## Extracted text
[Begin]
= Galois/Counter Mode =

Authenticated encryption mode for block ciphers

In cryptography, Galois/Counter Mode (GCM) is a mode of operation for symmetric-key cryptographic block ciphers. The proposal was first published in 2007. The GCM algorithm belongs to the class of authenticated encryption with associated data (AEAD) methods. Given a key $K$, plaintext $P$, and associated data $AD$, GCM encrypts $P$ to produce ciphertext $C$ and an authentication tag $T$. $T$ is computed from the ciphertext and the unencrypted associated data. A recipient who knows $K$ can use the tag to verify that neither the ciphertext nor the associated data had been modified, and then decrypt the ciphertext to recover the plaintext.

GCM uses a block cipher with a block size of 128 bits, (commonly AES-128) run in counter mode for encryption and uses arithmetic in the Galois field GF(2^{128}) to compute the authentication tag, hence its name.

Galois Message Authentication Code (GMAC) is an authentication-only variant of GCM that can form an incremental message authentication code. Both GCM and GMAC can accept initialization vectors of arbitrary length.

Different block cipher modes of operation can have significantly different performance with the same block cipher. As a counter mode, GCM blocks are independent. This allows encryption and decryption to be parallelized, in contrast to modes like cipher block chaining (CBC) where each block relies on the previous one.

GCM was explicitly designed to be patent-free.

== Basic operation ==
GCM operates as a counter mode block cipher to produce ciphertext.

For authentication, the ciphertext blocks are treated as coefficients of a polynomial evaluated at a key-dependent point H using finite field arithmetic. The result is then encrypted, producing an authentication tag that can be used to verify the integrity of the data, so that the encrypted text has the IV, ciphertext, and authentication tag.

GCM operation. For simplicity, a case with only a single block of added authenticated data (labeled Auth Data 1) and two blocks of plaintext is shown.
[End]
## Objective A
Copy the Galois/Counter Mode article word for word, starting at "Authenticated encryption mode" and ending at "recover the plaintext.".
## Objective B
Does the Galois/Counter Mode article agree with each statement below? Answer yes or no for each and quote the words that settle it.
(i) The GCM proposal was first published in 2007.
(ii) GCM uses a block cipher with a block size of 64 bits.
(iii) GMAC accepts only initialization vectors of a fixed length.
## Objective C
Extend the Galois/Counter Mode article, picking up right after its final sentence.

[Pointing dataset records]
[Begin]
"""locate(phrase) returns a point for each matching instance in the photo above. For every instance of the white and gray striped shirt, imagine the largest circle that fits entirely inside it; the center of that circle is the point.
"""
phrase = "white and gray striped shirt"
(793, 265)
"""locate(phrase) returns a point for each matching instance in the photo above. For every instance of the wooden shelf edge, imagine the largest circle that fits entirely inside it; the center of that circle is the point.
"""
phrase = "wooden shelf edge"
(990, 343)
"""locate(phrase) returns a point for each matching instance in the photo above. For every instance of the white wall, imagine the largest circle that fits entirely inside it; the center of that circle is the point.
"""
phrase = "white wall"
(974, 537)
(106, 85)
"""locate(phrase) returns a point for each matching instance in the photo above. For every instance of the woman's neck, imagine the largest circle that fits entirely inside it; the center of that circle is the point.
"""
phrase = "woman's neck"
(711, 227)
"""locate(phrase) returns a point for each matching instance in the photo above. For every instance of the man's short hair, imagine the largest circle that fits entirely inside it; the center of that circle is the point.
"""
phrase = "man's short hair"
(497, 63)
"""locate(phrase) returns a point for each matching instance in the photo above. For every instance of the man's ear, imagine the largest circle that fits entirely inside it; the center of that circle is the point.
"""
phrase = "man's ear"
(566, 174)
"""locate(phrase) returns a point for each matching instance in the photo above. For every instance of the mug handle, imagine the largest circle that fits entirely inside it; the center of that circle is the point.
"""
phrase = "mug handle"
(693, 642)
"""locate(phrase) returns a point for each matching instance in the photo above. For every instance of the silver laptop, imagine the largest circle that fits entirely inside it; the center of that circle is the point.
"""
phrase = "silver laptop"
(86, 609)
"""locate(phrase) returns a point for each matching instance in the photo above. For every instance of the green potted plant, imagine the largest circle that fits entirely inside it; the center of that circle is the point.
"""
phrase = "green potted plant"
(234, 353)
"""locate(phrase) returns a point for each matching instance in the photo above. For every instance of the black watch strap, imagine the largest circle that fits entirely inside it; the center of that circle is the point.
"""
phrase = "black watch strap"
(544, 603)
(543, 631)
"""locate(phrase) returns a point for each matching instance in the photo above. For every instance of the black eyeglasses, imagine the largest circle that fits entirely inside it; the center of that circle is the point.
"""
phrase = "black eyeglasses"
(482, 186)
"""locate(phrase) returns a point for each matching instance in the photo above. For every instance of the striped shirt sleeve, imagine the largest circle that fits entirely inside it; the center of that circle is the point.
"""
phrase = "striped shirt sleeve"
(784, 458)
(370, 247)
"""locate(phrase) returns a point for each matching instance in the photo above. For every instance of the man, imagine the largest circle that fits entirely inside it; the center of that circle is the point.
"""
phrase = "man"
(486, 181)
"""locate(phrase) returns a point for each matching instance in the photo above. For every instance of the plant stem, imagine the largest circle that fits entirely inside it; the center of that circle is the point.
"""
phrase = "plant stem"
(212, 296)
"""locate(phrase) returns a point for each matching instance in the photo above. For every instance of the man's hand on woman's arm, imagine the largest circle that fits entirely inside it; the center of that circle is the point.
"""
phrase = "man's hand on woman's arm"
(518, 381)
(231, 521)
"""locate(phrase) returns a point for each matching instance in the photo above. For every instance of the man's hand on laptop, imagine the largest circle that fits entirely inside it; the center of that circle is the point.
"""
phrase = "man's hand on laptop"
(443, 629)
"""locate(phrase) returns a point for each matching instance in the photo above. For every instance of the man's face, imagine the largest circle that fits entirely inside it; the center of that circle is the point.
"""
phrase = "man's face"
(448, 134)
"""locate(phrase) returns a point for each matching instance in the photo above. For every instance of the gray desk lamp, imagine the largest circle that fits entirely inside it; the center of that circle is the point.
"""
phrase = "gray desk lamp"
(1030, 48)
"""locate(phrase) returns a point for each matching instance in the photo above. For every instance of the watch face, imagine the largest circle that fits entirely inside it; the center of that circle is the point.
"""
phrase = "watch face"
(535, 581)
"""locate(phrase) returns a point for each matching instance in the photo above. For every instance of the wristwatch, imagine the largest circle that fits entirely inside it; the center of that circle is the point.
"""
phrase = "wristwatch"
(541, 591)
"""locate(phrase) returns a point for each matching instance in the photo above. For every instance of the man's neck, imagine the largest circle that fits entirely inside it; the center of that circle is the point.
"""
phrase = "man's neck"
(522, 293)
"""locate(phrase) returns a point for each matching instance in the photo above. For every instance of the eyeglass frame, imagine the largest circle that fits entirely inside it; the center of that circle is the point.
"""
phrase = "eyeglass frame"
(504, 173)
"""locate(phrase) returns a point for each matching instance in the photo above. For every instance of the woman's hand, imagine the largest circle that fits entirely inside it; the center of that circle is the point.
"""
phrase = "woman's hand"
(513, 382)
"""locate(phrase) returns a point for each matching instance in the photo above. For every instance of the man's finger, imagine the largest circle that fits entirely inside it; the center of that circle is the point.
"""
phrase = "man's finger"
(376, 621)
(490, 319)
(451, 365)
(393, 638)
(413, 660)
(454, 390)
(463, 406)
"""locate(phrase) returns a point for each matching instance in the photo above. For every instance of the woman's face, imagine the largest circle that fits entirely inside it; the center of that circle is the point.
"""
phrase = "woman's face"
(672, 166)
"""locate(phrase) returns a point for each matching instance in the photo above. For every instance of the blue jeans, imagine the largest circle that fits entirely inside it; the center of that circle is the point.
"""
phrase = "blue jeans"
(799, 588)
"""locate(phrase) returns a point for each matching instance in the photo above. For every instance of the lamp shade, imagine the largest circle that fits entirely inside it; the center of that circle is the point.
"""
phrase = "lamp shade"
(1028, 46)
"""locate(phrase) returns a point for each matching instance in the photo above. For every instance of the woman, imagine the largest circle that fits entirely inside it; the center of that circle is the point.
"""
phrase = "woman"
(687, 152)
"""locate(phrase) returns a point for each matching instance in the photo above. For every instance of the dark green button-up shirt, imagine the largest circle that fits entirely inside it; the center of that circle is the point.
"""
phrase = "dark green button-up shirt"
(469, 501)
[End]
[Begin]
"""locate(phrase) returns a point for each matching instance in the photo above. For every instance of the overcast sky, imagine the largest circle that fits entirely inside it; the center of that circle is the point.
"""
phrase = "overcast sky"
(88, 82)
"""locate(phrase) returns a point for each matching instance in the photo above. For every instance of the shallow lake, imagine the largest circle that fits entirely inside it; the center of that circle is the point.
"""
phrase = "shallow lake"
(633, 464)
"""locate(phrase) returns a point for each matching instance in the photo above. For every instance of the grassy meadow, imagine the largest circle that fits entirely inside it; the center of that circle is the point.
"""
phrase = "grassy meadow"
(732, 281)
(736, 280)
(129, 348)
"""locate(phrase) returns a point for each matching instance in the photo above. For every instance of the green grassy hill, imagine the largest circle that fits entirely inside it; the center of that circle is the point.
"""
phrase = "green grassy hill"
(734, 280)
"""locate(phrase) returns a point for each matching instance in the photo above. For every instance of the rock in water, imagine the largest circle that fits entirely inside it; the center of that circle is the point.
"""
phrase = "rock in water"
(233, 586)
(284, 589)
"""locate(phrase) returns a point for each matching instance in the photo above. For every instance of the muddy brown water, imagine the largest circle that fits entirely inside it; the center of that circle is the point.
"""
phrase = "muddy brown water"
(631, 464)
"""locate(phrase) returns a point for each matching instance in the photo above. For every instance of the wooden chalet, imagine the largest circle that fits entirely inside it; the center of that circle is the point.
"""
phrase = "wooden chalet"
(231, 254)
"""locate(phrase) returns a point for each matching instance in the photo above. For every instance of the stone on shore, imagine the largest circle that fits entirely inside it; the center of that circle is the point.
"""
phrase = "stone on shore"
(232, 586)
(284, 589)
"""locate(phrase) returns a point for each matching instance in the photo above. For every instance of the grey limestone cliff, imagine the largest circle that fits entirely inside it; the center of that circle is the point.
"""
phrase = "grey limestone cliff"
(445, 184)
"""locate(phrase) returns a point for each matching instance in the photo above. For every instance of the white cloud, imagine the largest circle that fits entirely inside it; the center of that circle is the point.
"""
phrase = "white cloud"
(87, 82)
[End]
[Begin]
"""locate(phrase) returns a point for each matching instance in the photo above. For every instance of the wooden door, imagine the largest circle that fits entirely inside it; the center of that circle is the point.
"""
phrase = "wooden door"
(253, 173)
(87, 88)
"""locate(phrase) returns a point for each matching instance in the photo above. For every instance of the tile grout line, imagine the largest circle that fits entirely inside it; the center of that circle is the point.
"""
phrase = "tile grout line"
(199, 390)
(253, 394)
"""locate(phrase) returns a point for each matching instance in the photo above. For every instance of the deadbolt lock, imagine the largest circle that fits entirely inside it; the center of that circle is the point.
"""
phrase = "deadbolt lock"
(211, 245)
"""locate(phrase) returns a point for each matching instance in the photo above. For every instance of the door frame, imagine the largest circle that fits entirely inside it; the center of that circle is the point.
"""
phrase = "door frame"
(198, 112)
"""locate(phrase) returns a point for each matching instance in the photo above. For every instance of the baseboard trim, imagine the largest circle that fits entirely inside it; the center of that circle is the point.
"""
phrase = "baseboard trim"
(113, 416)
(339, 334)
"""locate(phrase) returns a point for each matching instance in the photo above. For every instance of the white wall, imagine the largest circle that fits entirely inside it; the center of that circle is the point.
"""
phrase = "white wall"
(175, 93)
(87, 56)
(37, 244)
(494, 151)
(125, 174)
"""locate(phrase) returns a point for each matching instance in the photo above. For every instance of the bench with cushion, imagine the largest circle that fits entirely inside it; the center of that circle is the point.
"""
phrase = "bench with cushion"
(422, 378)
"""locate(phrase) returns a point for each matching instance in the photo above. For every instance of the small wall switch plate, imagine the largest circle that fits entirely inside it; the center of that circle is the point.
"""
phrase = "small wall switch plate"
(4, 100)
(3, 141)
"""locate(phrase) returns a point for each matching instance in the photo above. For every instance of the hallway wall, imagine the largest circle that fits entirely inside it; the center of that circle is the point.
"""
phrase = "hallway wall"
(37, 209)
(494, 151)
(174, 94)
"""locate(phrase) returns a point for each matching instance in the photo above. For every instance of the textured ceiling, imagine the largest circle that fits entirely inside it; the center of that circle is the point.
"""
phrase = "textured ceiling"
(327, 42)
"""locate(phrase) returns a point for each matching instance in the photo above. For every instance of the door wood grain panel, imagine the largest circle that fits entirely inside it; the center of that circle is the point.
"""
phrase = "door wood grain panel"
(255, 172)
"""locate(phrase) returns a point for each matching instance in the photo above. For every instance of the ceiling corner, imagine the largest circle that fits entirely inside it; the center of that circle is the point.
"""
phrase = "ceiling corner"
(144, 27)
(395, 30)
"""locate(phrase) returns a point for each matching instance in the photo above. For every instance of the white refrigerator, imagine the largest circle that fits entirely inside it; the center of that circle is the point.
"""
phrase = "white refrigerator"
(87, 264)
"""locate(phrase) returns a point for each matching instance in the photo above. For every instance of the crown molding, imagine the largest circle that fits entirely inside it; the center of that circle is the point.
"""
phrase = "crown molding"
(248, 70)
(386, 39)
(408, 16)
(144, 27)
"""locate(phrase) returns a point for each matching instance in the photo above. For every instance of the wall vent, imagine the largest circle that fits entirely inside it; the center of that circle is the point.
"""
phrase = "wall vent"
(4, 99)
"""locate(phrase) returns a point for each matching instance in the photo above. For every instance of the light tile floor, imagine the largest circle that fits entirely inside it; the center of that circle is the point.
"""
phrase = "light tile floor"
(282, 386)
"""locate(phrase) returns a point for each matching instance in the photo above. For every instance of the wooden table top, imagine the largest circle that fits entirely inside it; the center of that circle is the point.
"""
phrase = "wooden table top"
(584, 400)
[End]
## Exercise result A
Authenticated encryption mode for block ciphers

In cryptography, Galois/Counter Mode (GCM) is a mode of operation for symmetric-key cryptographic block ciphers. The proposal was first published in 2007. The GCM algorithm belongs to the class of authenticated encryption with associated data (AEAD) methods. Given a key $K$, plaintext $P$, and associated data $AD$, GCM encrypts $P$ to produce ciphertext $C$ and an authentication tag $T$. $T$ is computed from the ciphertext and the unencrypted associated data. A recipient who knows $K$ can use the tag to verify that neither the ciphertext nor the associated data had been modified, and then decrypt the ciphertext to recover the plaintext.

## Exercise result B
(i) Yes: "The proposal was first published in 2007."
(ii) No: "GCM uses a block cipher with a block size of 128 bits"
(iii) No: "Both GCM and GMAC can accept initialization vectors of arbitrary length."

## Exercise result C
Encryption: A series of 128-bit counters is encrypted using the block cipher E with key K; this can occur in parallel. The results are combined using bitwise XOR with 128-bit plaintext blocks, producing a series of ciphertext blocks.

Authentication: The Additional Data and these ciphertext blocks are combined using multiplication with a key-dependent constant H in the Galois field GF(2^{128}) to produce the authentication tag.

==Mathematical basis==
GCM combines the counter mode of encryption with the Galois mode of authentication. The central feature is the ease of parallel computation of the Galois field multiplication used for authentication. This feature has higher throughput than encryption algorithms like CBC that use chaining modes. The GF(2^{128}) field used is defined by the polynomial

 $x^{128} + x^7 + x^2 + x + 1$.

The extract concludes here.